──────── SOURCE PASSAGE ────────
I would contend that 5 year EV is probably higher in tech than across all of finance unless you manage to get into only the MOST exclusive megafunds (Hellman-Friedman, Silver Lake, Bain Cap, or Apollo, as most are coming in as associates in 200-300k range) or exclusive HFs (Viking, Citadel, Elliot) and even then, you're usually on a 2 year contract or up-or-out plans. The HFs will need to see you perform well to get anything more than base and your bonus (the chunk of how you get comped) will be at the discretion of your manager anyway.
> 5 year EV is much lower in tech than finance for Harvard grads. I'm not sure ab consulting.
Based on what? This is not true in my experience, unless you're comparing finance tech to FANG tech, in which case it is true. Moreover, at Harvard, some segment of those who go into finance are "connected" with higher paying finance jobs due to their parents/etc.
Consulting salaries are lower (sometimes substantially) than tech starting salaries.
Yeah, tech has a starting salary advantage but FAANG just doesn't compare on the upside. What's the top 10% of FAANG outcomes (for Harvard grads) after 5 years? 500k, maybe? The jump to MD in finance makes 1M+ something like 10-20% of outcomes (for Harvard grads) after 10 years. I'd be very surprised if it were that common in tech (over the next 10 years, I know that it was better in the 2000s). I think quickest to MD at Goldman was 4 years.
────────
### ASSIGNMENT
List every megafund that the pay comparison above names as among the most exclusive.
──────── RECORDS ────────
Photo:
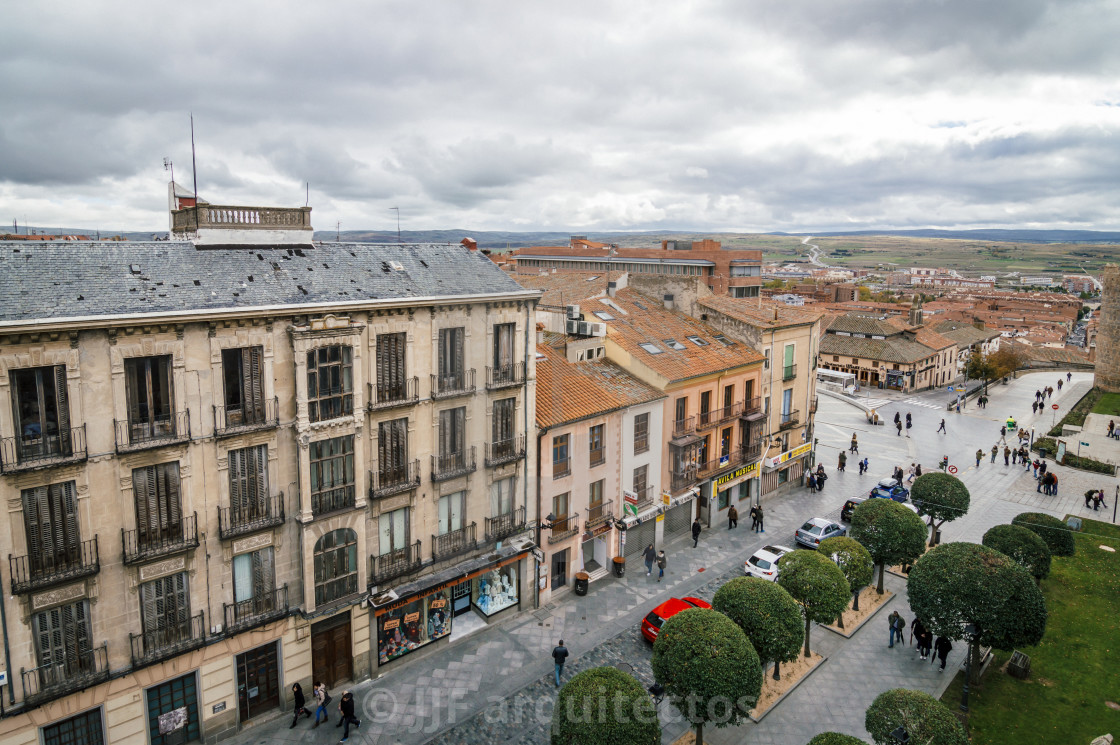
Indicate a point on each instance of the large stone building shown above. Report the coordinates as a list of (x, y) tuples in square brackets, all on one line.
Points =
[(234, 461)]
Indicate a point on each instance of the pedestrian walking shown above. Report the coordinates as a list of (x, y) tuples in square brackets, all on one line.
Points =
[(650, 556), (560, 653)]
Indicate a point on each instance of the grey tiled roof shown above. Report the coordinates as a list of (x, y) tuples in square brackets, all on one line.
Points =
[(56, 280)]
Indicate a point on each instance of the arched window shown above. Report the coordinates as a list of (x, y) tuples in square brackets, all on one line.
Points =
[(335, 566)]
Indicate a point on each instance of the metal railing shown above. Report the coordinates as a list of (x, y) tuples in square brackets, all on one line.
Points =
[(450, 465), (146, 543), (257, 611), (505, 452), (394, 478), (393, 394), (457, 383), (133, 436), (395, 564), (73, 673), (158, 644), (37, 571), (39, 452), (504, 525), (235, 420), (454, 543), (257, 514), (507, 376)]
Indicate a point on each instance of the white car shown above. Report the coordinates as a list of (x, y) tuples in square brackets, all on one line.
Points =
[(764, 561)]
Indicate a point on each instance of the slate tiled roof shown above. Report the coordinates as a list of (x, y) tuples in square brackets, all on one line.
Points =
[(571, 391), (67, 280)]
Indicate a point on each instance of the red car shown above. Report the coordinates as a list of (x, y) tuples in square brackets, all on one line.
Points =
[(653, 622)]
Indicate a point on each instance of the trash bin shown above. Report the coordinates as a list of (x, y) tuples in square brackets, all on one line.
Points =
[(581, 579)]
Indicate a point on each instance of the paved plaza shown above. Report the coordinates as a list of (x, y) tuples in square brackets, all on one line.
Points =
[(496, 686)]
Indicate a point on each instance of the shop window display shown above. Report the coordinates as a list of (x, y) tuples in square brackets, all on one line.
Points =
[(495, 590)]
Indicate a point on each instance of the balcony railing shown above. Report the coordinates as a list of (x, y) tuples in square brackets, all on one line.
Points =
[(599, 514), (507, 376), (395, 564), (235, 420), (258, 514), (161, 643), (146, 543), (257, 611), (75, 672), (392, 394), (26, 453), (504, 525), (333, 500), (458, 383), (451, 465), (394, 478), (505, 452), (133, 436), (563, 529), (454, 543), (37, 571)]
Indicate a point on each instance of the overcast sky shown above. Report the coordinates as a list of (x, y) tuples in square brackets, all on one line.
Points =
[(736, 115)]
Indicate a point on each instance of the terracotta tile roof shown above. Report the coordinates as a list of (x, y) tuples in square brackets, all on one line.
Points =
[(571, 391)]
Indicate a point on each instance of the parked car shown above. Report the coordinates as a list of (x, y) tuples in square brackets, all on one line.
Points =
[(656, 618), (815, 530), (764, 561)]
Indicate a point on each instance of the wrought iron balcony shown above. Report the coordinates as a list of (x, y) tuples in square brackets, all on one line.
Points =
[(146, 543), (394, 478), (235, 420), (505, 452), (457, 383), (257, 611), (504, 525), (28, 453), (132, 436), (261, 513), (395, 564), (454, 543), (450, 465), (397, 393), (161, 643), (38, 571), (507, 376), (74, 672)]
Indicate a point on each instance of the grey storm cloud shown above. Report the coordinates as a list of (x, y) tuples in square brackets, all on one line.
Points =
[(717, 114)]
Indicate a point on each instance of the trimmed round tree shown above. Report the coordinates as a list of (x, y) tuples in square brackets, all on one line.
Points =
[(708, 668), (604, 706), (766, 614), (924, 718), (889, 532), (959, 584), (1056, 533), (941, 497), (1025, 547), (817, 584), (854, 561)]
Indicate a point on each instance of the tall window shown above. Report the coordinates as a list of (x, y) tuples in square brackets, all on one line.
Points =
[(641, 432), (332, 474), (42, 411), (391, 381), (149, 390), (244, 390), (329, 382), (335, 566), (50, 520), (597, 445), (159, 506)]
────────
### SOLUTION
Hellman-Friedman, Silver Lake, Bain Cap, Apollo